» READING PASSAGE
EIA-930 DATETIME_UTC data format issue using Snowflake #3937

RyanMasson · 2024-11-02T00:54:22Z

Describe the bug

I am working in a trial version of the Snowflake web app to explore EIA-930 data. After loading EIA-930 data into Snowflake from one of the parquet files hosted in the PUDL S3 bucket (specifically the hourly_operations table from the nightly build path: s3://pudl.catalyst.coop/nightly/core_eia930__hourly_operations.parquet) I am seeing entries in the DATETIME_UTC column look like the following examples:

50467-06-17 01:00:00.000
50467-07-28 17:00:00.000
50467-09-08 09:00:00.000
50467-10-20 01:00:00.000
50467-11-30 16:00:00.000
50468-01-11 08:00:00.000

It appears that the standard YYYY part of a UTC datetime data type has been altered.

Bug Severity

Medium: With some effort, I can work around the bug.
I would like to sort this time series by date to look at BPA area electricity generation over time, but this datetime issue is preventing me from doing that.

To Reproduce

This is a snippet from my Snowflake SQL worksheet that reproduces the behavior. It loads and then queries all 5 million+ rows of the hourly_operations table and has to be run inside the Snowflake architecture. I have not tried loading this particular parquet file in another way to look at the DATETIME_UTC column and compare.

--- set Role Context
USE ROLE accountadmin;

--- set Warehouse Context
USE WAREHOUSE compute_wh;

--- create the Database
CREATE OR REPLACE DATABASE pudl
    COMMENT = 'Database for Catalyst Cooperative Public Utility Data Liberation project' ;
USE DATABASE PUDL;

--- create the Schema
CREATE OR REPLACE SCHEMA pudl.s3_data
    COMMENT = 'Schema for PUDL tables loaded from S3';

--- create the Table
CREATE OR REPLACE TABLE  pudl.s3_data.core_eia930_hourly_operations
    (
    balancing_authority_code_eia STRING,
    datetime_utc DATETIME,
    demand_adjusted_mwh NUMBER,
    demand_forecast_mwh NUMBER,
    demand_imputed_mwh NUMBER,
    demand_reported_mwh NUMBER,
    interchange_adjusted_mwh NUMBER,
    interchange_imputed_mwh NUMBER,
    interchange_reported_mwh NUMBER,
    net_generation_adjusted_mwh NUMBER,
    net_generation_imputed_mwh NUMBER,
    net_generation_reported_mwh NUMBER
    --> supported types: https://docs.snowflake.com/en/sql-reference/intro-summary-data-types.html
    )

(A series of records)
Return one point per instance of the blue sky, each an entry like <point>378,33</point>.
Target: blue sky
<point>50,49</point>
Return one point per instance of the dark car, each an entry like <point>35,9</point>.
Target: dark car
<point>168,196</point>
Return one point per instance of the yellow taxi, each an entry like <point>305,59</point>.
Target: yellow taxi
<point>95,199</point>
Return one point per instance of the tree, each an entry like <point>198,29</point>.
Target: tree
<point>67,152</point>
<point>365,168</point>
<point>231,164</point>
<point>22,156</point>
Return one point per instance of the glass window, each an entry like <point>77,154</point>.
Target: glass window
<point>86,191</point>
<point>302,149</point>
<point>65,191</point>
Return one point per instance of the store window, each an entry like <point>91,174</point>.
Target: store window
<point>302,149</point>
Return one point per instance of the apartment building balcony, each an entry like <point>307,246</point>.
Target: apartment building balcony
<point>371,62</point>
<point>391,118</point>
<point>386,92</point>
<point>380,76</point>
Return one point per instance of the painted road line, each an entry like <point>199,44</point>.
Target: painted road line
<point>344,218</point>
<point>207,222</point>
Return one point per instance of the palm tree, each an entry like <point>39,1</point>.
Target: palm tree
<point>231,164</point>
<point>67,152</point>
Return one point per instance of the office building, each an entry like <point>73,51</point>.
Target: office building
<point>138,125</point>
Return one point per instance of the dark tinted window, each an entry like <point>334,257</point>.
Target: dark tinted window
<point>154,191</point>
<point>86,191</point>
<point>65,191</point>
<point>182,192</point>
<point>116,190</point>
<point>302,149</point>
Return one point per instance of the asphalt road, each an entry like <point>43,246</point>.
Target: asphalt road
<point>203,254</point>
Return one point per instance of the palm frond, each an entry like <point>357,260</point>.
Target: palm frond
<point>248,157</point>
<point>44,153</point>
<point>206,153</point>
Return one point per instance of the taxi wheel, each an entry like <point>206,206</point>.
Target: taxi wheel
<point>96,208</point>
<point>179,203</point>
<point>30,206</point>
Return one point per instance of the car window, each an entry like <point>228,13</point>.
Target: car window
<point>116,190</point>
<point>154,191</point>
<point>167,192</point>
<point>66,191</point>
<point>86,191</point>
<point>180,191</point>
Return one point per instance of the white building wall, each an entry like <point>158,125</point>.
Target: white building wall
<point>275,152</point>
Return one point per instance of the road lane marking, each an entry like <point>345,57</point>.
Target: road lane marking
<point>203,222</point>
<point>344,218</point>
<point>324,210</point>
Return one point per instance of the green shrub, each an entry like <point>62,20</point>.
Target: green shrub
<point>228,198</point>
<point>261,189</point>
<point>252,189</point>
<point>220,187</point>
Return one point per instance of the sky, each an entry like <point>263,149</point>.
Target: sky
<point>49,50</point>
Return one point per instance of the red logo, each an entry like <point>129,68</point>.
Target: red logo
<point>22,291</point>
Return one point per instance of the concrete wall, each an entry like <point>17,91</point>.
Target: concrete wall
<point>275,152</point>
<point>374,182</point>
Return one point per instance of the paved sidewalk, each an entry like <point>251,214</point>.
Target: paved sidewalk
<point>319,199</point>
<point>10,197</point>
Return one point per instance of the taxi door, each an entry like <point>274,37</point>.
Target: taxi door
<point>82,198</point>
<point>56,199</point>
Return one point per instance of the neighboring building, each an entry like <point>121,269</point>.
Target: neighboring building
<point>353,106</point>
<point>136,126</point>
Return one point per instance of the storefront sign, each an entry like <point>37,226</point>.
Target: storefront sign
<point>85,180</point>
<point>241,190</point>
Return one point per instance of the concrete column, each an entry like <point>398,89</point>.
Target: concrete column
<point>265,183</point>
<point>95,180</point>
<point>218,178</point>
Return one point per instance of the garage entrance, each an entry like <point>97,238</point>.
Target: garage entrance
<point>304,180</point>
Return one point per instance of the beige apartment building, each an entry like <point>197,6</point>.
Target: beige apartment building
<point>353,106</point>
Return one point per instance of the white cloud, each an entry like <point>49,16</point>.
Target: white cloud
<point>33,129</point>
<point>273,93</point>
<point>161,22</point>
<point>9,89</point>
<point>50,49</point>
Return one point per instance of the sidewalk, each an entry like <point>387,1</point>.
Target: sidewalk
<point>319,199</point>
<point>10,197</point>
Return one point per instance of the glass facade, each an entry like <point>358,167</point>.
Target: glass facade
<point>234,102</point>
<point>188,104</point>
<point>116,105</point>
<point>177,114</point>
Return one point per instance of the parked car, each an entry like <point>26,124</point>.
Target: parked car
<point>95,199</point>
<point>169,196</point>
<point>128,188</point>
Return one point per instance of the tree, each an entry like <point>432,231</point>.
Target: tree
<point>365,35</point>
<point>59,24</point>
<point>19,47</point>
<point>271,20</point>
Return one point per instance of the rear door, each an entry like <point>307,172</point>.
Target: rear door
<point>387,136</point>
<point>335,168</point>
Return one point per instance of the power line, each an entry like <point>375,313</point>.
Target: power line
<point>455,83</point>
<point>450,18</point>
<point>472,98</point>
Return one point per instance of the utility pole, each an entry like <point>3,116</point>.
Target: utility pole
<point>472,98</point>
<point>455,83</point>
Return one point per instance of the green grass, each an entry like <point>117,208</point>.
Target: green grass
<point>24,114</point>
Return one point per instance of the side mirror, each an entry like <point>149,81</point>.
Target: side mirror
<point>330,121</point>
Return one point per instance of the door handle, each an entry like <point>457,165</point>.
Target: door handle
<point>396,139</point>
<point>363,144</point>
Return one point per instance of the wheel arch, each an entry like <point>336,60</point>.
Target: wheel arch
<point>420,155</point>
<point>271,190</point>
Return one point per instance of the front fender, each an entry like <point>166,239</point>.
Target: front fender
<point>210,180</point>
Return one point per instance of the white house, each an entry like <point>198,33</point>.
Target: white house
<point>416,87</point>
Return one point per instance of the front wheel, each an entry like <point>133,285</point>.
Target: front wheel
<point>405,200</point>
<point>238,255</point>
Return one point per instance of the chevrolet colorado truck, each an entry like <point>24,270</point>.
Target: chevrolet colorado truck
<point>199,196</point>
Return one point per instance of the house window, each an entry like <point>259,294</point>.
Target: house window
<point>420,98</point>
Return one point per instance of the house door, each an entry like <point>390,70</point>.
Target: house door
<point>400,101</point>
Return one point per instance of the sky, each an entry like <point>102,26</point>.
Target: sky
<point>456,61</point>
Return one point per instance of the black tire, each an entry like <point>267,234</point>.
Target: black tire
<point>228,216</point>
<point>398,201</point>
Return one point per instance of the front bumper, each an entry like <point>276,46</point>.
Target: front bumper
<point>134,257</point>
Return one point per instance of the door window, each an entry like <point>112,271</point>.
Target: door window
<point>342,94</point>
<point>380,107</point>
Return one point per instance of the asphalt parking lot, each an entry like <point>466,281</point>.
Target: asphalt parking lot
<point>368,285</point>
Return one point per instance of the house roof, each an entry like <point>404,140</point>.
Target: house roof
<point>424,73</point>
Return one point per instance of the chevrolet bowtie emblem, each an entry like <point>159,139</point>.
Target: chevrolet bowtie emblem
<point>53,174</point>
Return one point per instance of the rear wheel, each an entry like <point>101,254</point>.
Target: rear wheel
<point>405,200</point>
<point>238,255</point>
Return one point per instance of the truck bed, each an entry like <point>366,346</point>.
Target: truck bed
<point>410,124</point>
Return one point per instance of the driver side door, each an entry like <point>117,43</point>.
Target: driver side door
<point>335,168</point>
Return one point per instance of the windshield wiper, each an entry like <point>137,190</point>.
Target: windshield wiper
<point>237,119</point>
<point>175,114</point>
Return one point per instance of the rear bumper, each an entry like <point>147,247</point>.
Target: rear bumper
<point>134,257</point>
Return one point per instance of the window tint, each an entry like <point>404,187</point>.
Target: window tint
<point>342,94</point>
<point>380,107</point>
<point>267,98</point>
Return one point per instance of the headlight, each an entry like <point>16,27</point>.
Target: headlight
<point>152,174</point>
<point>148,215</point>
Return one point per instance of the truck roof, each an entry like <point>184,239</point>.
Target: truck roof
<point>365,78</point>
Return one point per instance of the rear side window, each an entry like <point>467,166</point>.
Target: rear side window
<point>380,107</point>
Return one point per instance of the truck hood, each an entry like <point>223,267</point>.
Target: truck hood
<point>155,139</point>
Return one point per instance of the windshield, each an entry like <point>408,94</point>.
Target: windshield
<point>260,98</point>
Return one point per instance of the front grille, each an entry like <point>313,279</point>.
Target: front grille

» STATED PROBLEM
Copy the bug report from "I would like" up to and including "from doing that.", substituting "ERCOT" for "BPA". The records are not needed.

» COMPLETE ANSWER
I would like to sort this time series by date to look at ERCOT area electricity generation over time, but this datetime issue is preventing me from doing that.